### Detalhes do problema
Transcreva sem nenhuma alteração todas as linhas do trecho do conjunto de dados abaixo. Deixe as imagens fora da resposta.

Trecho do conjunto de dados
——

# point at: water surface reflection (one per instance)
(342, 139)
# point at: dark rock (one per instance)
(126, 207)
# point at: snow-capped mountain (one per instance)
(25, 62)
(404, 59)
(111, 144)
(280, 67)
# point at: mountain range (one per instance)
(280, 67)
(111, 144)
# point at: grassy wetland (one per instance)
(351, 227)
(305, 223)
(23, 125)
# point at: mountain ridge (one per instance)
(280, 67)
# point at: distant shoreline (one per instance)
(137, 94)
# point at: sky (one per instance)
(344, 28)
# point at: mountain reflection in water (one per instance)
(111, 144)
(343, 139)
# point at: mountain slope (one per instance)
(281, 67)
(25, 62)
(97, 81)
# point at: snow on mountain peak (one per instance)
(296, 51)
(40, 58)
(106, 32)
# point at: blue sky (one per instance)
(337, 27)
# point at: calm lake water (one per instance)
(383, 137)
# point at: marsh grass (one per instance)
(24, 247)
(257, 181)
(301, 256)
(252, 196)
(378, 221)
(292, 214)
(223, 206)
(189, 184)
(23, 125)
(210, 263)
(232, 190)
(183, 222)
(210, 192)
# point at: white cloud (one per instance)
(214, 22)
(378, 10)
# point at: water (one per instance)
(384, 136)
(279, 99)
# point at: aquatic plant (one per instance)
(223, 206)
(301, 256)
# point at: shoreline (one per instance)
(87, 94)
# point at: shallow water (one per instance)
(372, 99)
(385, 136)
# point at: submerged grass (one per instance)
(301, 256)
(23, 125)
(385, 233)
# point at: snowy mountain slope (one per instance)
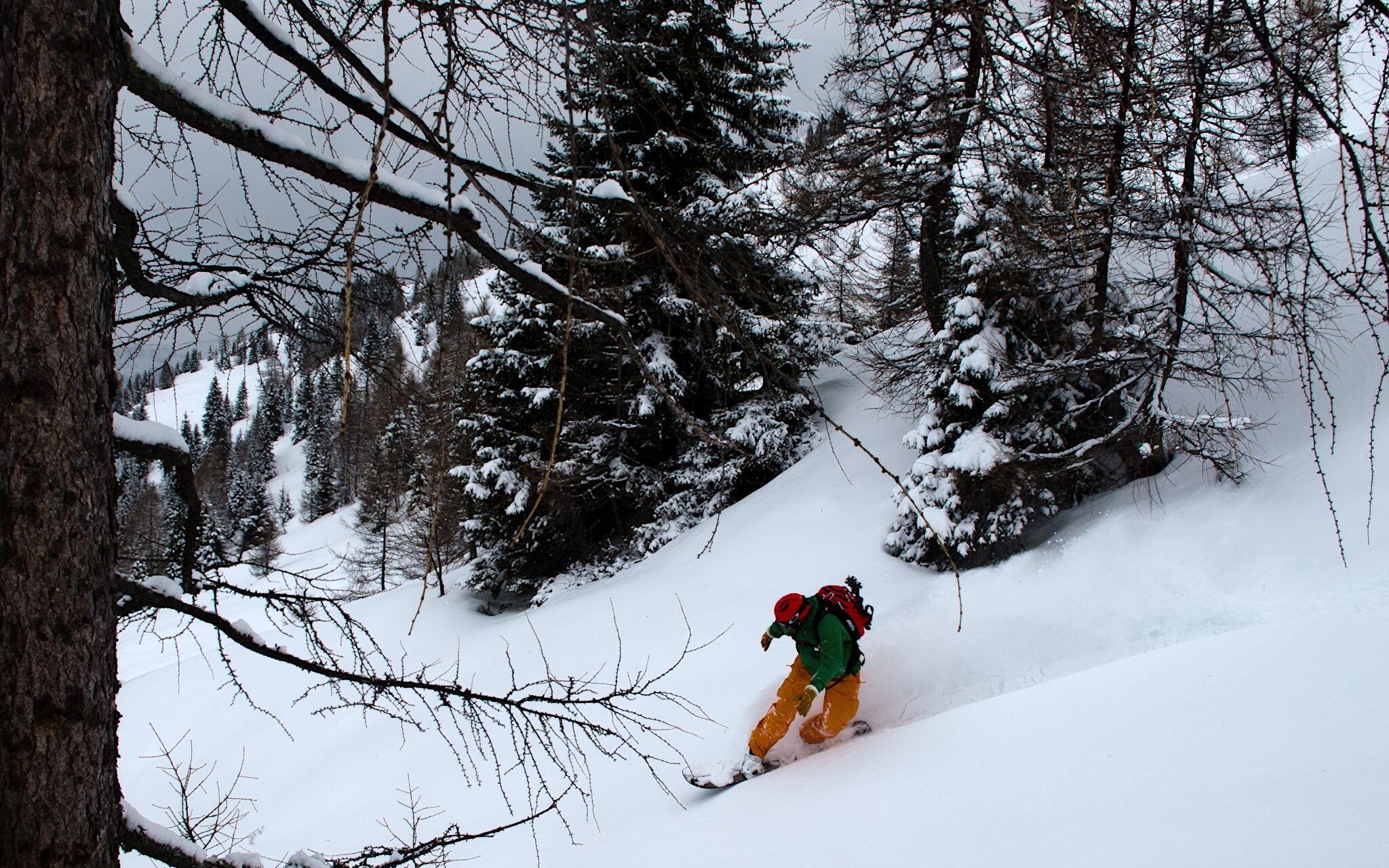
(1200, 755)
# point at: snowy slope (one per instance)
(1178, 738)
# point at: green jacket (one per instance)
(824, 644)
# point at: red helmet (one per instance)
(789, 609)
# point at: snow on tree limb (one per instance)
(149, 434)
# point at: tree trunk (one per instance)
(59, 793)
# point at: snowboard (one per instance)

——

### Solução do exercício
# point at: water surface reflection (one per instance)
(342, 139)
# point at: dark rock (one per instance)
(126, 207)
# point at: snow-capped mountain (one per instance)
(25, 62)
(404, 59)
(111, 144)
(280, 67)
# point at: mountain range (one per instance)
(280, 67)
(111, 144)
# point at: grassy wetland (one per instance)
(351, 227)
(305, 223)
(23, 125)
# point at: mountain ridge (one per instance)
(280, 67)
# point at: distant shoreline (one per instance)
(137, 94)
# point at: sky (one per instance)
(344, 28)
# point at: mountain reflection in water (one per instance)
(111, 144)
(343, 139)
# point at: mountain slope (one per instance)
(281, 67)
(25, 62)
(97, 81)
# point at: snow on mountain peak (one per instance)
(296, 51)
(40, 58)
(106, 32)
# point at: blue sky (one per instance)
(337, 27)
# point at: calm lake water (one per instance)
(383, 137)
# point at: marsh grass (one per instance)
(24, 247)
(257, 181)
(301, 256)
(252, 196)
(378, 221)
(292, 214)
(223, 206)
(189, 184)
(23, 125)
(210, 263)
(232, 190)
(183, 222)
(210, 192)
# point at: white cloud (one per instance)
(214, 22)
(378, 10)
# point at: water (one per instance)
(384, 136)
(279, 99)
# point at: aquatic plant (one per instance)
(223, 206)
(301, 256)
# point at: shoreline (one per instance)
(87, 94)
# point at: shallow water (one per instance)
(372, 99)
(385, 136)
# point at: submerged grass (one per instance)
(301, 256)
(23, 125)
(385, 233)
# point at: snowy mountain slope (one per instance)
(1200, 755)
# point at: snowy slope (one per instance)
(1178, 738)
# point at: green jacket (one per instance)
(824, 644)
# point at: red helmet (one per instance)
(789, 609)
# point at: snow on tree limb (one per instance)
(149, 434)
# point at: tree trunk (one per instance)
(59, 793)
# point at: snowboard (one per instance)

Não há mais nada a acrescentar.